Exercise requirements →
Set every entry down again exactly, omitting none.

Records contained in a dataset:
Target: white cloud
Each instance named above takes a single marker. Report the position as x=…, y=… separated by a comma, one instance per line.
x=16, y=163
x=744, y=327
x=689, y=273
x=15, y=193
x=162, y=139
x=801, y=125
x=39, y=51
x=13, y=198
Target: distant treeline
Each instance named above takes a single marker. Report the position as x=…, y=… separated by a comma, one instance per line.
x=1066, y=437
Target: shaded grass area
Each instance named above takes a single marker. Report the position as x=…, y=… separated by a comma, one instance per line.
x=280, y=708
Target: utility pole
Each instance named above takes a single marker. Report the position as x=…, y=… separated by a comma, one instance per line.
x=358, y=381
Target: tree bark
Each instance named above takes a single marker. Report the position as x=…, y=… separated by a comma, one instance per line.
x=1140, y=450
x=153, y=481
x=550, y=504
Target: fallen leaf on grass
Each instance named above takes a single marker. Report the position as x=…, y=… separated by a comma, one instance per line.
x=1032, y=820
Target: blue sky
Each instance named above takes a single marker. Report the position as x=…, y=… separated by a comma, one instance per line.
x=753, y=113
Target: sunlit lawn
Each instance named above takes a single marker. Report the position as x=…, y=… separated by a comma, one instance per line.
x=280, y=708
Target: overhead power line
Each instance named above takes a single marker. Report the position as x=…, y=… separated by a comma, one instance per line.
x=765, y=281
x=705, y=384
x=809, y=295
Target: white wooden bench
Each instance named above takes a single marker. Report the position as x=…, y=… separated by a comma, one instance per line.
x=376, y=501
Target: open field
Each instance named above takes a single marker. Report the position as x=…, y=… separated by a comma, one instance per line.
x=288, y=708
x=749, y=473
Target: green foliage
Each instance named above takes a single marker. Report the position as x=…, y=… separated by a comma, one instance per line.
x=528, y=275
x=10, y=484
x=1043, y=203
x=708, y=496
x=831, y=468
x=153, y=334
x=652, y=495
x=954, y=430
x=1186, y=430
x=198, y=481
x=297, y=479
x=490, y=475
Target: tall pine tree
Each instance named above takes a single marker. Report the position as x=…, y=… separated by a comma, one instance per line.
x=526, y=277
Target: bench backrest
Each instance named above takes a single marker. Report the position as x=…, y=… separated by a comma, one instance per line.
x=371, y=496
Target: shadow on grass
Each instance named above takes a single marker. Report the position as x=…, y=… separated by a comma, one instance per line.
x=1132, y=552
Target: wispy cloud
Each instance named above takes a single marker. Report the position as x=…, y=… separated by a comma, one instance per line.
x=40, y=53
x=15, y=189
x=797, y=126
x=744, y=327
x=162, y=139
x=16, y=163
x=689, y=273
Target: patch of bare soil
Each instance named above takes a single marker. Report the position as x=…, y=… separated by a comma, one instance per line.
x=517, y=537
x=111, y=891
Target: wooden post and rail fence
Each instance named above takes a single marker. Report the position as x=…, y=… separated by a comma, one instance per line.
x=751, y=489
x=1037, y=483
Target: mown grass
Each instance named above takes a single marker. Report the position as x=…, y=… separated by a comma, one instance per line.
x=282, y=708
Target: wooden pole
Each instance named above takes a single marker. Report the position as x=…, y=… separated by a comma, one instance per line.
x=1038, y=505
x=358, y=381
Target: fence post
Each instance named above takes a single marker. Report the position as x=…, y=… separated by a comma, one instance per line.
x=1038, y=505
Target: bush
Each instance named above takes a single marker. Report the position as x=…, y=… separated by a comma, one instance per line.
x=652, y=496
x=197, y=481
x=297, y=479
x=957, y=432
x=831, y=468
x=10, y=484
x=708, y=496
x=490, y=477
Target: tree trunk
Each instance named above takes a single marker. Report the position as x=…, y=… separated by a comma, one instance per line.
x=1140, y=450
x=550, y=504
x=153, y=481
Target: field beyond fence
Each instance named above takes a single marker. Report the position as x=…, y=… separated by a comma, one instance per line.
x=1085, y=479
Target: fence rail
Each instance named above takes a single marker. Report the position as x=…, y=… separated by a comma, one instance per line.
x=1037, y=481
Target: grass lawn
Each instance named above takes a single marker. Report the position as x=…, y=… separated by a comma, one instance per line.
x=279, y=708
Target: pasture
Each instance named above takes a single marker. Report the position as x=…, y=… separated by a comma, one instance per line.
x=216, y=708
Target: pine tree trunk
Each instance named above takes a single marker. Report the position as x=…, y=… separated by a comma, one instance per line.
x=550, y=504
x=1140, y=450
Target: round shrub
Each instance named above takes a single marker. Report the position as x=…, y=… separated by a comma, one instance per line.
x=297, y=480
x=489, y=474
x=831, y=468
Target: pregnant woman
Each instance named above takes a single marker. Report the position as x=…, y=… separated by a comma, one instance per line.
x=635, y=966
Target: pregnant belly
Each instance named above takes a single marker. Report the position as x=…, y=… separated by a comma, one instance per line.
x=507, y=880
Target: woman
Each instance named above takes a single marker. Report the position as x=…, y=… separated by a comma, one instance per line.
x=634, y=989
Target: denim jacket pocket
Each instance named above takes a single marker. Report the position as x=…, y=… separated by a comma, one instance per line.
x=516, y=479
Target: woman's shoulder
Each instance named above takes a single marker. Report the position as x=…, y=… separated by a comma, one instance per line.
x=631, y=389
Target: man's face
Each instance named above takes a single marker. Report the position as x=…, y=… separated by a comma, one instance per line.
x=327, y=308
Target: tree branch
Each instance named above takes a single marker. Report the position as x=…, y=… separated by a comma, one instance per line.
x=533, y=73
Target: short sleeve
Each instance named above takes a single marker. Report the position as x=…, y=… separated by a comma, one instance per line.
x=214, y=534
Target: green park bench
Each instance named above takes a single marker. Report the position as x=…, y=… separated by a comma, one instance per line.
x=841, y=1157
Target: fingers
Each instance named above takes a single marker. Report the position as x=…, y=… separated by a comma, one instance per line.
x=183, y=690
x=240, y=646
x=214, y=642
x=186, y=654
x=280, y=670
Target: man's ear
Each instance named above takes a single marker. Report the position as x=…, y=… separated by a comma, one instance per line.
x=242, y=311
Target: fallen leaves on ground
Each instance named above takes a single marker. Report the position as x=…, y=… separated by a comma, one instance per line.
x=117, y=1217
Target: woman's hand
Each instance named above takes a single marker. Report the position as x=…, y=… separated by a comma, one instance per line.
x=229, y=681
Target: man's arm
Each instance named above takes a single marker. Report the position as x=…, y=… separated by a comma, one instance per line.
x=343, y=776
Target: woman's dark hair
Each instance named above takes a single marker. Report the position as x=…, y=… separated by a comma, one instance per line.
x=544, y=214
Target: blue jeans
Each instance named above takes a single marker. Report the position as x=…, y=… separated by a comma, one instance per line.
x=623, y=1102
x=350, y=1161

Solution to the problem →
Target: white cloud
Each instance named above takes a single marker. Report the position as x=…, y=… separated by a comma, one instance per line.
x=16, y=163
x=744, y=327
x=689, y=273
x=15, y=193
x=162, y=139
x=801, y=125
x=39, y=51
x=13, y=198
Target: distant treeline
Each instance named above takes a single marker. Report the position as x=…, y=… separated by a comma, one instance per line.
x=1066, y=437
Target: shaded grass area
Each instance named above takes a single marker. Report the position as x=…, y=… separated by a comma, one instance per line.
x=280, y=708
Target: utility pole
Each instance named above takes a single marker. Report the position as x=…, y=… separated by a comma, one instance per line.
x=358, y=381
Target: tree bark
Each instance named above takes a single marker. Report the position as x=…, y=… separated by a comma, one instance per line.
x=1140, y=450
x=153, y=481
x=550, y=504
Target: fallen leaf on grass
Each instance named above takes a single marker. Report the position as x=…, y=… separated by a comma, one instance per line.
x=1032, y=820
Target: blue sky
Each instance named above takes a single marker. Report the position as x=…, y=… separated by a comma, one instance per line.
x=753, y=113
Target: sunlit lawn
Each instance named above takes a single marker. Report the position as x=…, y=… separated by a comma, one instance per line.
x=280, y=708
Target: overhead power line
Each instance named above takes a single marker. Report the position as x=…, y=… separated by a comma, one instance per line.
x=765, y=281
x=705, y=384
x=809, y=295
Target: white wooden bench
Each instance named above takes a single marker. Report the position as x=…, y=… separated by a comma, one instance per line.
x=376, y=501
Target: open field
Each instance named above takes a single marker. Report the position as x=…, y=… separated by a comma, one instance per line.
x=288, y=708
x=749, y=473
Target: green foliage
Each instance named above takes a single marker. Report the position as x=…, y=… separated by a comma, one instance per line.
x=528, y=275
x=10, y=484
x=1043, y=203
x=708, y=496
x=831, y=468
x=153, y=334
x=652, y=495
x=954, y=430
x=1186, y=430
x=198, y=481
x=297, y=479
x=490, y=475
Target: tall pine tree
Each instance named above takes a single marker. Report the position as x=…, y=… separated by a comma, one instance per line.
x=526, y=277
Target: bench backrest
Each instance named above takes a single marker. Report the position as x=…, y=… separated by a comma, one instance per line.
x=371, y=496
Target: shadow on grass
Each instance named above takes a single marker. Report the position as x=…, y=… separated by a comma, one instance per line.
x=1132, y=552
Target: wispy cloud
Each instance named above takes a single marker. Report the position as x=…, y=… separated by a comma, one instance per line.
x=40, y=53
x=15, y=189
x=797, y=126
x=744, y=327
x=162, y=139
x=16, y=163
x=689, y=273
Target: patch of bare soil
Each instance named above takes a single marker. Report the position as x=…, y=… separated by a comma, one instance per line.
x=517, y=537
x=111, y=891
Target: wooden post and rail fence
Each instance named above takes a single marker. Report the position as x=…, y=… separated by a comma, one instance per line.
x=751, y=489
x=1037, y=483
Target: mown grass
Each instance named above takes a single marker. Report the position as x=…, y=… separated by a comma, one instance per line.
x=282, y=708
Target: wooden pole
Each instance named above takes a single marker. Report the position as x=…, y=… separated by a comma, one instance per line.
x=1038, y=505
x=358, y=381
Target: fence post
Each instance named above takes a single marker. Report the position as x=…, y=… separated by a comma, one instance per line.
x=1038, y=505
Target: bush
Each instance named above takes a single marker. Report the position as x=…, y=… separated by a comma, one instance per line.
x=652, y=496
x=197, y=481
x=297, y=479
x=957, y=432
x=831, y=468
x=10, y=484
x=708, y=496
x=490, y=477
Target: tree trunk
Each instance named above takes a single marker. Report the position as x=…, y=… separated by a comma, one instance per line.
x=1140, y=450
x=550, y=504
x=153, y=481
Target: field beyond fence
Each instance named above takes a single marker. Report the position as x=…, y=… separated by a comma, one instance per line.
x=1085, y=479
Target: fence rail
Each instance named above takes a single marker. Report the position as x=…, y=… separated by a comma, one instance per line.
x=1037, y=481
Target: grass lawn
Each instance named above takes a single marker. Report the position as x=…, y=… separated by a comma, one instance per line.
x=279, y=708
Target: pasture
Each instance named above takes a single marker. Report the position as x=…, y=… separated by a comma, one instance per line.
x=216, y=708
Target: pine tree trunk
Each instance named above takes a single marker. Report the position as x=…, y=… separated by a comma, one instance per line.
x=550, y=504
x=1140, y=450
Target: round shrub
Each instance named above takes a single marker. Report the position as x=…, y=… separated by a comma, one instance per line.
x=297, y=480
x=489, y=474
x=831, y=468
Target: pregnant woman
Each instance named above takes a single marker. Report the position as x=…, y=… separated by a comma, one instance per line.
x=635, y=966
Target: pregnant belly
Each instance named above takes a single marker. Report the position as x=…, y=… separated by a comma, one instance per line.
x=507, y=880
Target: woman
Each instance named above takes a single marker. Report the position as x=…, y=… separated by a comma, one instance per line.
x=634, y=989
Target: denim jacket pocket
Each instance named above takes a single marker. Report the position as x=…, y=… separated by a comma, one instance per line.
x=516, y=479
Target: woman's shoulder
Each instance named above takes a single marker. Report the position as x=…, y=… separated by a comma, one instance per line.
x=631, y=389
Target: man's face
Each instance named above takes a single marker. Report the position as x=…, y=… separated by a comma, one instance per line.
x=327, y=308
Target: tree branch
Each instance named above takes a single marker. Report the position as x=…, y=… separated by a comma, one instance per line.
x=533, y=73
Target: short sleeve
Each instance named above takes a single marker. Report the position as x=…, y=… separated by a comma, one instance per line.
x=214, y=534
Target: green park bench
Each instance named above takes a single marker. Report the position as x=…, y=… separated by a comma, one instance per line.
x=841, y=1157
Target: fingers
Each instance named above takes a single marker. Report the position as x=…, y=… separated by a comma, one instance per line.
x=183, y=690
x=240, y=646
x=214, y=642
x=186, y=654
x=280, y=670
Target: man's ear
Each instance named above takes a single marker. Report the position as x=…, y=… separated by a comma, one instance per line.
x=242, y=311
Target: fallen leaves on ground
Each instance named above takes a single marker. Report the position as x=…, y=… separated by a comma, one instance per line.
x=117, y=1217
Target: woman's hand
Each instance named above takes a single marker. Report the position as x=…, y=… separated by a comma, one instance per line.
x=229, y=681
Target: man's arm
Each instance named above takes a single marker. Report the position as x=…, y=… separated by a comma, one instance per line.
x=343, y=776
Target: woman's dark hair
Each instance named above takes a single marker. Report the position as x=…, y=… separated by a comma, one instance per line.
x=544, y=214
Target: blue jeans
Each instance named above takes a single marker. Report the position as x=…, y=… separated by a comma, one instance per line.
x=623, y=1102
x=350, y=1161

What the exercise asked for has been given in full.